## BRIEF
Please find every line in the listing below that contains the string "green", and copy each of those lines in full. Case counts.
•••••
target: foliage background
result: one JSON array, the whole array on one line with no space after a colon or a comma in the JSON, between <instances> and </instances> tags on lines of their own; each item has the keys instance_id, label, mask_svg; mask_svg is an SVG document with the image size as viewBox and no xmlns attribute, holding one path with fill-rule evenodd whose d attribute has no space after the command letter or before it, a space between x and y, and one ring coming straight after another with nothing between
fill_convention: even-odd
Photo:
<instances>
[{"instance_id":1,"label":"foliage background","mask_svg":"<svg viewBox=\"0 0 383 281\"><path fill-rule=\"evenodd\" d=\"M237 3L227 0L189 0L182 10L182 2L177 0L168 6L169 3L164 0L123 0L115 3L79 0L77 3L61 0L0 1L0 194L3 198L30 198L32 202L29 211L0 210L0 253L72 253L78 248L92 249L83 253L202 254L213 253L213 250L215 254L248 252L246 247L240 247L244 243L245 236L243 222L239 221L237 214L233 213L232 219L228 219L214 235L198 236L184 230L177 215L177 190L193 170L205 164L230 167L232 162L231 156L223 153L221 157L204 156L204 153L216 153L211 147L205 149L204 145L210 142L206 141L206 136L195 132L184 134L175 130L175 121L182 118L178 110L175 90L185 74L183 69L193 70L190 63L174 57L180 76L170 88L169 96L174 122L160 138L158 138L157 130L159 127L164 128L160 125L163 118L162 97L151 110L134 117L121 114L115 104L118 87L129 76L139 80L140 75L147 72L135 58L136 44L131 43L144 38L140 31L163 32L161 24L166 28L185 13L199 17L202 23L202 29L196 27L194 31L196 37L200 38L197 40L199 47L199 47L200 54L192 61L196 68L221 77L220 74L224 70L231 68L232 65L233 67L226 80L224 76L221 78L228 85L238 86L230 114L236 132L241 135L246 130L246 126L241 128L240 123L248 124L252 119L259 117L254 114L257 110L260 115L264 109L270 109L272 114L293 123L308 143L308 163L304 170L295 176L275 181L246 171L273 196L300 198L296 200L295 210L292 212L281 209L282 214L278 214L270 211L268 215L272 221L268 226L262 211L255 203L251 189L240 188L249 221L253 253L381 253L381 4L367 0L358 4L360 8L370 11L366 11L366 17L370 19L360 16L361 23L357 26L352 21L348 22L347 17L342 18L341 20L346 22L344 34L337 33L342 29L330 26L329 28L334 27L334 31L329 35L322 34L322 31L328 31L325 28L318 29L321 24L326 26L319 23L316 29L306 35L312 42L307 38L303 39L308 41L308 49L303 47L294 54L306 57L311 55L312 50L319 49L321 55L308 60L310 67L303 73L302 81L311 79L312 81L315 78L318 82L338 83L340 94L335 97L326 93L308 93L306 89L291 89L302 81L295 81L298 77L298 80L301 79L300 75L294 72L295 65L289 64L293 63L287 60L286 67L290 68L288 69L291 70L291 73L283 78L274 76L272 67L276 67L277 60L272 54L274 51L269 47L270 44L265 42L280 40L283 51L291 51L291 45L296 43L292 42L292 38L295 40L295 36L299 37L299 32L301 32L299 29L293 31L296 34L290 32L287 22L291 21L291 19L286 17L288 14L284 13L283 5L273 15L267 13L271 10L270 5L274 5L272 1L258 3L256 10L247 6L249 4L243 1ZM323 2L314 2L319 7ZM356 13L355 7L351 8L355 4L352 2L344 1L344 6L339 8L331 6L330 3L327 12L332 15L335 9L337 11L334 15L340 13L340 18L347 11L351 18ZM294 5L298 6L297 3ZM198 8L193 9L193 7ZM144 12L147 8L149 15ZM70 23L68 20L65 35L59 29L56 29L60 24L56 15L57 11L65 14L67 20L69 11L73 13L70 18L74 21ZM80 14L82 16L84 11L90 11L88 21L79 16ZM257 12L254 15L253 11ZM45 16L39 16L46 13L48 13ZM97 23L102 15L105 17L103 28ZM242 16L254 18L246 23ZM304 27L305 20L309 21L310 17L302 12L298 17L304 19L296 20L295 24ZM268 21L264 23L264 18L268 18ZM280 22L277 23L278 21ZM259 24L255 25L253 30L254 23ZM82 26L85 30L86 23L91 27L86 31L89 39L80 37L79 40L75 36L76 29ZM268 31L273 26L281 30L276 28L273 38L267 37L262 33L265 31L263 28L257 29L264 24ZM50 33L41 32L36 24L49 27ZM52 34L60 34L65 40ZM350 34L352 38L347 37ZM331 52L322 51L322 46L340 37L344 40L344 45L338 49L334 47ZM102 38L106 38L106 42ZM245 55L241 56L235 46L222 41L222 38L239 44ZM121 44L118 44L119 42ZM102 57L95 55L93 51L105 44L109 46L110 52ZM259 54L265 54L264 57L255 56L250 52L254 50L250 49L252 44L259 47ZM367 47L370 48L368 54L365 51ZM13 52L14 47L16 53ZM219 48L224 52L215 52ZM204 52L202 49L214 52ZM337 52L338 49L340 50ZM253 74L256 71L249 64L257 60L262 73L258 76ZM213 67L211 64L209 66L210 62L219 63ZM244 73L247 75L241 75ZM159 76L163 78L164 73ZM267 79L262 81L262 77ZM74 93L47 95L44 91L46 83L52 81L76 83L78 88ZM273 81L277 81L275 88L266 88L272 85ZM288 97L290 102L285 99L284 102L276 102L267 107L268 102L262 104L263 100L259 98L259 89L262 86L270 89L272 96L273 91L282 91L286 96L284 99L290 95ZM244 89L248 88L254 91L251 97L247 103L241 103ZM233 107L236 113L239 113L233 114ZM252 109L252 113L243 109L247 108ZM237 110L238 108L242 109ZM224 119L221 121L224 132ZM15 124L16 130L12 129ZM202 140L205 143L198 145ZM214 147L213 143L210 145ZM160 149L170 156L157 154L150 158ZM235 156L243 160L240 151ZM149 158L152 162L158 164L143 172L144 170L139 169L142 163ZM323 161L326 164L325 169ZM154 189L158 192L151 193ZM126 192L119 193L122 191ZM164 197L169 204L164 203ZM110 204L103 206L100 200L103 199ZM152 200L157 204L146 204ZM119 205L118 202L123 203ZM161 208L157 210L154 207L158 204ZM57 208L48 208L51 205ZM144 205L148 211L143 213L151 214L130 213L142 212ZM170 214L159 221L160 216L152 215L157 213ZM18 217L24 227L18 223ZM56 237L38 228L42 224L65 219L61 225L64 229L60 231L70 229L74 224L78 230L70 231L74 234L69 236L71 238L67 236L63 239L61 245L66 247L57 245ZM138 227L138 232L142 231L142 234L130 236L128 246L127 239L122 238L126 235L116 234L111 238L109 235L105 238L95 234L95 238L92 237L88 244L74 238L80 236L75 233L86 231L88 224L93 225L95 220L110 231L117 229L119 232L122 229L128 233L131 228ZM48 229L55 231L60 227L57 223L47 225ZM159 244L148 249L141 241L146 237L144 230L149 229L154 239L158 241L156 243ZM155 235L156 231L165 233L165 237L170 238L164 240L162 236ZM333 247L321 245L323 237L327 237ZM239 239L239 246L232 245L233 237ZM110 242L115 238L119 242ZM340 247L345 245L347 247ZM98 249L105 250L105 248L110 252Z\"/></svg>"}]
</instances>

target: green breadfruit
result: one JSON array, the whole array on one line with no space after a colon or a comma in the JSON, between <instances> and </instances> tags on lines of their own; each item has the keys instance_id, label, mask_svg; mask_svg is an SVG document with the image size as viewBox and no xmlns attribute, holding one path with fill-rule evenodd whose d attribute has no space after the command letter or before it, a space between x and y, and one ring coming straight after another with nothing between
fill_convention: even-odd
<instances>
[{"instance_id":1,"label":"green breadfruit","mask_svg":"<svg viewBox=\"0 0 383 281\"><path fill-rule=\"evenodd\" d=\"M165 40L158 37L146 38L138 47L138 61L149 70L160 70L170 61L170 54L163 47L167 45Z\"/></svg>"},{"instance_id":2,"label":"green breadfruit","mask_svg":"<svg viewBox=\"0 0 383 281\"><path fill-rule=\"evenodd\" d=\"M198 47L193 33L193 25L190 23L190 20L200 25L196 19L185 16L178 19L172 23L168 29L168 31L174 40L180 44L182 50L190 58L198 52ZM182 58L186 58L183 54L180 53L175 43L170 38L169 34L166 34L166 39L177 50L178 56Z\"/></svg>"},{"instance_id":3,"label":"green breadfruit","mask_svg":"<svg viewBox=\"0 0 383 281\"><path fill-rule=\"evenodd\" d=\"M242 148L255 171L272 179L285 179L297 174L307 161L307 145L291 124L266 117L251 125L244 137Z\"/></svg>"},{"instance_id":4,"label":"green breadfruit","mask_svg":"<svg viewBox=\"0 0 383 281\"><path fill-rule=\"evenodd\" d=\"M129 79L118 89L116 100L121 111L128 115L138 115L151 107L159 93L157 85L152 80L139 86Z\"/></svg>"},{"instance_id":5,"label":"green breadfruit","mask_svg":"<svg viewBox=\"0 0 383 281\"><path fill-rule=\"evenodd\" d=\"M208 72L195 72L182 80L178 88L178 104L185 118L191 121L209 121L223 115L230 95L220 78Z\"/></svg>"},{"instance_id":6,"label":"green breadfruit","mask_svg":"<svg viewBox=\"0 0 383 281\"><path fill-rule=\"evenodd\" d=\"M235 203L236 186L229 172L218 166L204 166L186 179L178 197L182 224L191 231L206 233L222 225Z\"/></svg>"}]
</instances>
•••••
## SOLUTION TO THIS EXERCISE
target: green breadfruit
[{"instance_id":1,"label":"green breadfruit","mask_svg":"<svg viewBox=\"0 0 383 281\"><path fill-rule=\"evenodd\" d=\"M165 40L158 37L146 38L138 47L138 61L149 70L160 70L170 61L170 54L163 47L167 45Z\"/></svg>"},{"instance_id":2,"label":"green breadfruit","mask_svg":"<svg viewBox=\"0 0 383 281\"><path fill-rule=\"evenodd\" d=\"M198 47L193 33L193 25L190 23L190 20L200 25L196 19L185 16L178 19L172 23L168 29L168 31L174 40L180 44L182 50L190 58L198 52ZM182 58L186 58L183 54L180 53L175 43L170 38L169 34L166 34L166 39L177 50L178 56Z\"/></svg>"},{"instance_id":3,"label":"green breadfruit","mask_svg":"<svg viewBox=\"0 0 383 281\"><path fill-rule=\"evenodd\" d=\"M242 148L255 171L272 179L285 179L297 174L307 161L307 145L291 124L266 117L251 125L244 137Z\"/></svg>"},{"instance_id":4,"label":"green breadfruit","mask_svg":"<svg viewBox=\"0 0 383 281\"><path fill-rule=\"evenodd\" d=\"M129 79L118 89L116 100L121 111L128 115L138 115L151 107L159 93L157 85L152 80L139 86Z\"/></svg>"},{"instance_id":5,"label":"green breadfruit","mask_svg":"<svg viewBox=\"0 0 383 281\"><path fill-rule=\"evenodd\" d=\"M208 72L195 72L182 80L178 88L178 104L185 118L191 121L209 121L223 115L230 95L220 78Z\"/></svg>"},{"instance_id":6,"label":"green breadfruit","mask_svg":"<svg viewBox=\"0 0 383 281\"><path fill-rule=\"evenodd\" d=\"M235 203L236 186L229 172L218 166L204 166L186 179L178 197L182 224L191 231L206 233L222 225Z\"/></svg>"}]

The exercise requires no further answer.